— start of Extracted material —

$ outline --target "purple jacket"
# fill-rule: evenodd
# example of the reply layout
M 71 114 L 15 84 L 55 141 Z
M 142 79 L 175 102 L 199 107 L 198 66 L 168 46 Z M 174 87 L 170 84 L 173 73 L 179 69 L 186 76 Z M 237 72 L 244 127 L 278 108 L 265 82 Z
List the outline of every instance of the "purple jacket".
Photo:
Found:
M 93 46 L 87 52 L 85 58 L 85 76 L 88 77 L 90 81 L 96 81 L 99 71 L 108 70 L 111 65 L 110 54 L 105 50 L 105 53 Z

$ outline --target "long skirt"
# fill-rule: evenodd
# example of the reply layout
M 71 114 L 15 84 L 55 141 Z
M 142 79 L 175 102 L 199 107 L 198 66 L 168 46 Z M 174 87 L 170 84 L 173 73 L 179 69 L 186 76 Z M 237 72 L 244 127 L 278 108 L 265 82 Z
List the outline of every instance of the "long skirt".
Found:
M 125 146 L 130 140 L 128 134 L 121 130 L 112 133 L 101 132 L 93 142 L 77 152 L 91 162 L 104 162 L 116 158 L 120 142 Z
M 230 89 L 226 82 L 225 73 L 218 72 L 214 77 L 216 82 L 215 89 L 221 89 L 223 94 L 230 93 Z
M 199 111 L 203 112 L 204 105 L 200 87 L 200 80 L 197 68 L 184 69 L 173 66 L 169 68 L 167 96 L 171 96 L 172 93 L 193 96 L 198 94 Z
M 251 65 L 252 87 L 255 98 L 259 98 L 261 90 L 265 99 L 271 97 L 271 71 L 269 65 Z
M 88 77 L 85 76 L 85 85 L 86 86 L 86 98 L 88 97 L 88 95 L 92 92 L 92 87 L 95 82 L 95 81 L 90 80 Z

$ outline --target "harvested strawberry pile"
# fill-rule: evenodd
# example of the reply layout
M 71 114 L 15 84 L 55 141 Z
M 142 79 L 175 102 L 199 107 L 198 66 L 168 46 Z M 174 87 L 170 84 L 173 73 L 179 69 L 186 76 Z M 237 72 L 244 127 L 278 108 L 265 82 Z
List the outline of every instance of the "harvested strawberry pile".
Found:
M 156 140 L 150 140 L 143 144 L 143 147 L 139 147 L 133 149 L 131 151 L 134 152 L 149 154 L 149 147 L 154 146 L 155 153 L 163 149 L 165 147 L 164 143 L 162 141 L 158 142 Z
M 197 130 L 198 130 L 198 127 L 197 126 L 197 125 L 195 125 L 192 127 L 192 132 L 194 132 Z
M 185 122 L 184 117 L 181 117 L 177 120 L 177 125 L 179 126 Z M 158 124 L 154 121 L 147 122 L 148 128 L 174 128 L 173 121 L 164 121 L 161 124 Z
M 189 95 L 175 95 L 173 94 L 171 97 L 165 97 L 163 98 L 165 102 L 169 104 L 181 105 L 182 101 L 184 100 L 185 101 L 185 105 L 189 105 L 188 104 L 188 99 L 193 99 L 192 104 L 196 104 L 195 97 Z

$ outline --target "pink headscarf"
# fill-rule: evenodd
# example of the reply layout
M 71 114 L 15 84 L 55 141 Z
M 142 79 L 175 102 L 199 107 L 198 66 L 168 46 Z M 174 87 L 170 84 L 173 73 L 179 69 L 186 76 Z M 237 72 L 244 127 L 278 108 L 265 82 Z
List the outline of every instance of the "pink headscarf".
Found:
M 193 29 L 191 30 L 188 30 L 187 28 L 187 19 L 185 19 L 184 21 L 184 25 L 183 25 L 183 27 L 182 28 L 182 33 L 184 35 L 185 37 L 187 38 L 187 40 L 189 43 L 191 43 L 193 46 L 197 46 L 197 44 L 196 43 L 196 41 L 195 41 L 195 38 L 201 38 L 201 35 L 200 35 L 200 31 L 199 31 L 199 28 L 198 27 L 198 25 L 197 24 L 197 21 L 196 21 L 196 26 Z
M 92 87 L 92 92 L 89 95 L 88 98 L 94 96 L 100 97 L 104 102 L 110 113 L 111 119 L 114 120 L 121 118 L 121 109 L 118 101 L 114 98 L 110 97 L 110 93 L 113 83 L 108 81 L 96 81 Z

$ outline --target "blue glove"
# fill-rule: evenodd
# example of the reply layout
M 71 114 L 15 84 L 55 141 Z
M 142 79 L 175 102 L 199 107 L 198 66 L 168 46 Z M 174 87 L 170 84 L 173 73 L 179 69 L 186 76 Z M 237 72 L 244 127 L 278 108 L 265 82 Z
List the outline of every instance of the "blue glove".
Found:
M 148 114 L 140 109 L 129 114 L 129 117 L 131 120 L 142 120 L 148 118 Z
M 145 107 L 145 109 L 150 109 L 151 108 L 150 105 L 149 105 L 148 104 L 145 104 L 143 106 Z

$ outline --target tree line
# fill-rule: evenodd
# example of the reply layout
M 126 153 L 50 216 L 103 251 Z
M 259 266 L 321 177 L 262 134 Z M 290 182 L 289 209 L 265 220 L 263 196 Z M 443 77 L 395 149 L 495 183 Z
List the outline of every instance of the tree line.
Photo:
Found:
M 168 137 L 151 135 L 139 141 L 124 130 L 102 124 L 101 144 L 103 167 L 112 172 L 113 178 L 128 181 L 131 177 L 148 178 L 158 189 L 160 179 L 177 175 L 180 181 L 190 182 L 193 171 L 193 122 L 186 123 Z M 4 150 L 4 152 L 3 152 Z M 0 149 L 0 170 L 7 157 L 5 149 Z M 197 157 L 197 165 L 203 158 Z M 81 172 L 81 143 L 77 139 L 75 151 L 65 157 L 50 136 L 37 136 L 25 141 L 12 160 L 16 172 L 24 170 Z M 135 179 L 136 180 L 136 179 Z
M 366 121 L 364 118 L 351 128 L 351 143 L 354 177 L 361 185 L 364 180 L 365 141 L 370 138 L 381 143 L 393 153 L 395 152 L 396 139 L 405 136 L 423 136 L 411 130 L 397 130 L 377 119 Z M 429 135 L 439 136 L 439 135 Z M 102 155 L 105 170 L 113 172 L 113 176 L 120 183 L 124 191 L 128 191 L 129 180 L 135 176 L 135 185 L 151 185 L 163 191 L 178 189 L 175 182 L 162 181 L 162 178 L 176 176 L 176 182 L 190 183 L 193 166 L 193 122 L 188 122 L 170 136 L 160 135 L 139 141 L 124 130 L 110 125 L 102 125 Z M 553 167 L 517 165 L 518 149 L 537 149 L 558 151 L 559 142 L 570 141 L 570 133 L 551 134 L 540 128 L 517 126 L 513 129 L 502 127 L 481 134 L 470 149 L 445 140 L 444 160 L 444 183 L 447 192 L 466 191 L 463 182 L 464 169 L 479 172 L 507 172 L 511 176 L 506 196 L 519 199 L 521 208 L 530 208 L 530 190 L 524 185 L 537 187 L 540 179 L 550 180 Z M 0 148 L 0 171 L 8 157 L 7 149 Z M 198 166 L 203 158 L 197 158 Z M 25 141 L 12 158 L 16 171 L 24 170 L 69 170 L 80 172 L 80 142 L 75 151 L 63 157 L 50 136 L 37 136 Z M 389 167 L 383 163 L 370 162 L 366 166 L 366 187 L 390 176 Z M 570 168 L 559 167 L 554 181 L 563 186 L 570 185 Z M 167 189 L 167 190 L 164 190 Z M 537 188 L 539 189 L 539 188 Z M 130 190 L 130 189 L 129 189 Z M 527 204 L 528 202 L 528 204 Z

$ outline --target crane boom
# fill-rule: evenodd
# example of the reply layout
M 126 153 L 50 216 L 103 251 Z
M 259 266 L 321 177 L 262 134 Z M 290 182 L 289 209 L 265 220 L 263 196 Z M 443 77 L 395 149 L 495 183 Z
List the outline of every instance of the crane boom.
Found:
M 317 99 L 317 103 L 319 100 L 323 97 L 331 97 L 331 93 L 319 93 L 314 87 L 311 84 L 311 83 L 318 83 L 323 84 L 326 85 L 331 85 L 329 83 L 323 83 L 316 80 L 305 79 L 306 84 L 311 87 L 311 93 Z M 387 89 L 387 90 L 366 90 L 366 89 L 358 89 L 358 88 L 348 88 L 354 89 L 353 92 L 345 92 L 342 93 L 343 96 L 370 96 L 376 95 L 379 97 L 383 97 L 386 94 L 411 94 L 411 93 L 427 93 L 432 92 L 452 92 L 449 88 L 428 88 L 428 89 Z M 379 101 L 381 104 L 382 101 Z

— end of Extracted material —

Please render the data as a Markdown table with the columns Row and Line, covering only the lines from the one containing "--target crane boom" through the end of the data, both included. Number each line in Row and omit blank lines.

| Row | Line |
|---|---|
| 1 | $ outline --target crane boom |
| 2 | # fill-rule: evenodd |
| 3 | # example of the reply layout |
| 4 | M 126 153 L 50 216 L 103 251 Z |
| 5 | M 259 266 L 321 177 L 262 134 Z M 290 182 L 289 209 L 265 220 L 263 196 Z M 443 77 L 395 149 L 495 183 Z |
| 6 | List the outline of every instance of the crane boom. |
| 7 | Found: |
| 8 | M 317 99 L 317 103 L 319 100 L 323 97 L 331 97 L 331 93 L 319 93 L 314 87 L 311 84 L 311 83 L 318 83 L 323 84 L 326 85 L 331 85 L 329 83 L 323 83 L 316 80 L 305 79 L 306 84 L 311 87 L 311 93 Z M 387 89 L 387 90 L 366 90 L 366 89 L 358 89 L 358 88 L 348 88 L 354 89 L 353 92 L 345 92 L 342 93 L 343 96 L 370 96 L 376 95 L 379 97 L 383 97 L 386 94 L 411 94 L 411 93 L 427 93 L 432 92 L 452 92 L 449 88 L 428 88 L 428 89 Z M 379 101 L 381 104 L 382 101 Z |